____ Page text
Jose Ramirez insists there is nothing else that will hold up his quest to return to the top of the junior welterweight division.

The former unified WBC/WBO titlist posted his second straight win with an eleventh-round knockout of Richard Commey, a past IBF lightweight titlist who has seen his best days. Their ESPN-televised headliner from Save Mart Arena in Fresno, California—near Ramirez’s Avenal home base—was a consolation prize following talks that fell flat and which failed to produce a showdown with WBC junior welterweight titlist Regis Prograis.

Saturday’s win ended a 55-week layoff for Ramirez, who now wants to be more active and also wants the best name possible. At the top of his list is hopes of renewing talks with Prograis as well as a shot at the winner of the June 10 Josh Taylor-Teofimo Lopez lineal/WBO 140-pound championship at Madison Square Garden in New York City.

“I want any world champion,” insisted Ramirez. “Regis Prograis. I want the winner of Josh Taylor and Teofimo Lopez. I want to get that rematch. You always want to get that rematch after a tough loss.”
________
- _Check your understanding_
1. Copy the boxing report between "Jose Ramirez insists" and "titlist Regis Prograis.", inclusive, renaming "knockout" as "stoppage".
2. According to the boxing report, how long was the layoff that Ramirez's Saturday win ended?
____ Provided data
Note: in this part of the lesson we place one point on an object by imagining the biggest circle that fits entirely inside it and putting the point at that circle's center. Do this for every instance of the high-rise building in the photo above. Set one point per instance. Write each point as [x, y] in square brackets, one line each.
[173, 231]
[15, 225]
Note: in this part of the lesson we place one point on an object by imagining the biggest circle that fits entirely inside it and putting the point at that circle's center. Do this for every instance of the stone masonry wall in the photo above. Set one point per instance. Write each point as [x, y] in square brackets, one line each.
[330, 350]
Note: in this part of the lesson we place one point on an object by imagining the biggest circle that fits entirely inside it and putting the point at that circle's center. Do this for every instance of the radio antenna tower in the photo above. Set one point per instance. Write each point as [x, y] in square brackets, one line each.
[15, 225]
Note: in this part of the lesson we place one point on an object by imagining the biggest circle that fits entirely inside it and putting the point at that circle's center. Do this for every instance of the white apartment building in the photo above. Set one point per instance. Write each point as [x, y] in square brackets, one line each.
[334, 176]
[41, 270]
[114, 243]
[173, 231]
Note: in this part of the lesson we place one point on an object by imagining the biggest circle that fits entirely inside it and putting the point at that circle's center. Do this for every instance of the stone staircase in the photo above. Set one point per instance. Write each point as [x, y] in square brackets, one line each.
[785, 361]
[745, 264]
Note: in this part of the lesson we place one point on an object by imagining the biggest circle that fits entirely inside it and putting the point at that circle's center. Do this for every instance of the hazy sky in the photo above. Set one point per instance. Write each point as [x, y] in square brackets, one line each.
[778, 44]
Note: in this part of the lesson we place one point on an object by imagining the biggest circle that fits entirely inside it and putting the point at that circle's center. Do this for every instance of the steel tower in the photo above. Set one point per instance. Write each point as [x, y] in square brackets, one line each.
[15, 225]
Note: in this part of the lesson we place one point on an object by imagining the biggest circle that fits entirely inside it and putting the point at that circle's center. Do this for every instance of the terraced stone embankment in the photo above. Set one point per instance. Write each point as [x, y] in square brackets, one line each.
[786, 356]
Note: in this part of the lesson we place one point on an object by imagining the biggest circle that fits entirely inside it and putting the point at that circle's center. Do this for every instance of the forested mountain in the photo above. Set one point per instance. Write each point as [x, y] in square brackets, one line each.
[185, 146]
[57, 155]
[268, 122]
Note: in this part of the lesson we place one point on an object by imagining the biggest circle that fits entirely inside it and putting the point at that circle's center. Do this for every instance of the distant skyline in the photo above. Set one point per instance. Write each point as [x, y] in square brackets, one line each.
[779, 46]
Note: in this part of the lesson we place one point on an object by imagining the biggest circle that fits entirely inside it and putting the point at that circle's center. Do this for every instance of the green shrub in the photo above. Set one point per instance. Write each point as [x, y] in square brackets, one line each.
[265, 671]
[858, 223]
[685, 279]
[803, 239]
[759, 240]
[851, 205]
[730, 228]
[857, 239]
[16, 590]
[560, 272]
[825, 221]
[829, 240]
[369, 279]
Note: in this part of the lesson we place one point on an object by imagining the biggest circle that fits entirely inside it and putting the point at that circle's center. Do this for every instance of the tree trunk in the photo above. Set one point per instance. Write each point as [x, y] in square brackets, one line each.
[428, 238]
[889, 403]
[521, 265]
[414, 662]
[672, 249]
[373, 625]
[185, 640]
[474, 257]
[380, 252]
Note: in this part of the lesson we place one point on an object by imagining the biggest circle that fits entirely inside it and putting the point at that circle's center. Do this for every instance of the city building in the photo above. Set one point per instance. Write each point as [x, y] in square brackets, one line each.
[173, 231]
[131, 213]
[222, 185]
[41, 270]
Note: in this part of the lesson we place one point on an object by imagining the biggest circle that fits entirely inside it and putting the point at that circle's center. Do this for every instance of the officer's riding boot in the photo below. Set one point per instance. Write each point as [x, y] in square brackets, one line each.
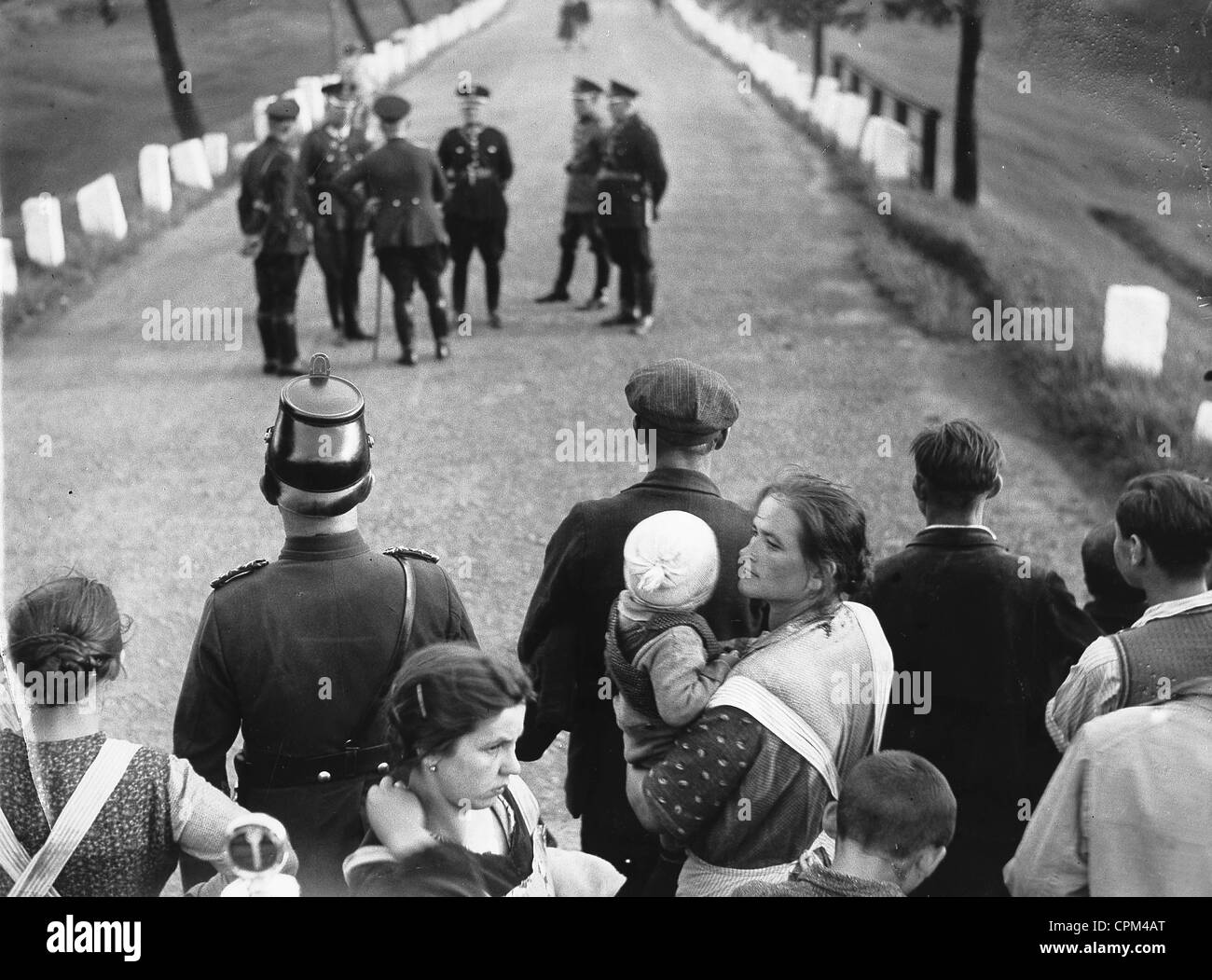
________
- _Per-task answers_
1.
Jose Ramirez insists there is nothing else that will hold up his quest to return to the top of the junior welterweight division.

The former unified WBC/WBO titlist posted his second straight win with an eleventh-round stoppage of Richard Commey, a past IBF lightweight titlist who has seen his best days. Their ESPN-televised headliner from Save Mart Arena in Fresno, California—near Ramirez’s Avenal home base—was a consolation prize following talks that fell flat and which failed to produce a showdown with WBC junior welterweight titlist Regis Prograis.

2. 55 weeks.